WHAT TO WORK ON: Write the next part of the CellPhoneDB walkthrough, continuing the cpdb2df function from its last line.

TEXT SEGMENT:
----------------------------------------
Note that the gene ID needs to be unique, you will need to use an approach to combine multiple mapped orthologs (sum, max or bitwiseor )

Run CellPhoneDB

** The parameters list is available at https://github.com/Teichlab/cellphonedb

Ensembl based ID

#! /bin/bash
mkdir s1 s2  # creating the output folders

cellphonedb method statistical_analysis s1_filtered_meta.csv  s1_filtered_hcount.csv  --threads 30 --output-path s1/

cellphonedb method statistical_analysis s2_filtered_meta.csv  s2_filtered_hcount.csv  --threads 30 --output-path s2/

HUGO based ID

#! /bin/bash
mkdir s1 s2  # creating the output folders

cellphonedb method statistical_analysis s1_filtered_meta.csv --counts-data hgnc_symbol s1_filtered_hcount.csv  --threads 30 --output-path s1/

cellphonedb method statistical_analysis s2_filtered_meta.csv --counts-data hgnc_symbol s2_filtered_hcount.csv  --threads 30 --output-path s2/

Extracting LR

def correct_lr(data):
    '''
    Invert the RL to LR and R1R2 to r2>r1
    '''
    import pandas as pd
    def swap(a,b): return b,a
    data = data.to_dict('index')
    for k,v in data.items():
        if v['isReceptor_fst'] and v['isReceptor_scn']:
            v['isReceptor_fst'],v['isReceptor_scn'] = swap(v['isReceptor_fst'],v['isReceptor_scn'])
            v['Ligand'],v['Receptor'] = swap(v['Ligand'],v['Receptor'])
            v['Ligand.Cluster'],v['Receptor.Cluster'] = swap(v['Ligand.Cluster'],v['Receptor.Cluster'])
        elif v['isReceptor_fst'] and not v['isReceptor_scn']:
            v['isReceptor_fst'],v['isReceptor_scn'] = swap(v['isReceptor_fst'],v['isReceptor_scn'])
            v['Ligand'],v['Receptor'] = swap(v['Ligand'],v['Receptor'])
            v['Ligand.Cluster'],v['Receptor.Cluster'] = swap(v['Ligand.Cluster'],v['Receptor.Cluster'])
    res_df = pd.DataFrame.from_dict(data,orient='index')
    return (res_df)
def cpdb2df(data,clsmapping):
    data = data.fillna(0)
    df_data = {}
    df_data['Ligand'] = []
    df_data['Receptor'] = []
    df_data['Ligand.Cluster'] = []
    df_data['Receptor.Cluster'] = []
    df_data['isReceptor_fst'] = []
    df_data['isReceptor_scn'] = []
    df_data['MeanLR'] = []
    for i in range(data.shape[0]):
        pair = list(data['interacting_pair'])[i].split('_')
----------------------------------------
DATA EXCERPT:
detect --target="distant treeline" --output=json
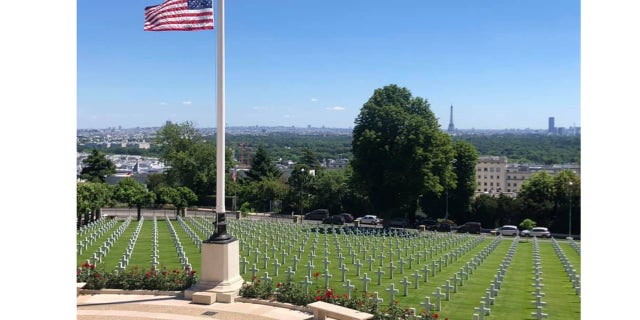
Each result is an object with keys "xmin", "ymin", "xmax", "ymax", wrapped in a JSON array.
----------------------------------------
ANSWER:
        for j in range(data.iloc[:,12:].shape[1]):
            c_pair = list(data.columns)[j+12].split('|')
            if float(data.iloc[i,j+12]) !=0.0:
                df_data['Ligand'].append(pair[0])
                df_data['Receptor'].append(pair[1])
                df_data['Ligand.Cluster'].append(clsmapping[c_pair[0]])
                df_data['Receptor.Cluster'].append(clsmapping[c_pair[1]])
                df_data['isReceptor_fst'].append(list(data['receptor_a'])[i])
                df_data['isReceptor_scn'].append(list(data['receptor_b'])[i])
                df_data['MeanLR'].append(data.iloc[i,j+12])
    data_final = pd.DataFrame.from_dict(df_data)
    return(data_final)

def cpdb2df_nocls(data):
    '''
        When the cluster name is used on CPDB
    '''
    data = data.fillna(0)
    df_data = {}
    df_data['Ligand'] = []
    df_data['Receptor'] = []
    df_data['Ligand.Cluster'] = []
    df_data['Receptor.Cluster'] = []
    df_data['isReceptor_fst'] = []
    df_data['isReceptor_scn'] = []
    df_data['MeanLR'] = []
    for i in range(data.shape[0]):
        pair = list(data['interacting_pair'])[i].split('_')
        for j in range(data.iloc[:,12:].shape[1]):
            c_pair = list(data.columns)[j+12].split('|')
            if float(data.iloc[i,j+12]) !=0.0:
                df_data['Ligand'].append(pair[0])
                df_data['Receptor'].append(pair[1])
                df_data['Ligand.Cluster'].append(c_pair[0])
                df_data['Receptor.Cluster'].append(c_pair[1])
                df_data['isReceptor_fst'].append(list(data['receptor_a'])[i])
                df_data['isReceptor_scn'].append(list(data['receptor_b'])[i])
                df_data['MeanLR'].append(data.iloc[i,j+12])
    data_final = pd.DataFrame.from_dict(df_data)
    return(data_final)

s1 = pd.read_csv('./s1/significant_means.txt',sep='\t')
s2 = pd.read_csv('./s2/ significant_means.txt',sep='\t')
#dict with the mapping
num_to_clust = {'1':'Cluters 1',
                '2':'Cluters 2',
                '3':'Cluters 3',
                '4':'Cluters 4',
                '5':'Cluters 5'}

s1_filtered = cpdb2df(s1,num_to_clust)
s2_filtered = cpdb2df(s2,num_to_clust)
s1_filtered = correct_lr(s1_filtered)
s2_filtered = correct_lr(s2_filtered)

s1_filtered.to_csv('s1_filtered_corrected.csv')
s2_filtered.to_csv('s2_filtered_corrected.csv')

CrossTalkeR

library('CrossTalkeR')

# the method always consider the first path as control: the multiple control case will be handle soon
paths <- c('CTR' = 's1_filtered_corrected.csv',
           'EXP' = 's1_filtered_corrected.csv',
           'EXP1' = 's1_filtered_corrected.csv',)
# Selected gene list     
genes <- c('TGFB1', 'PF4')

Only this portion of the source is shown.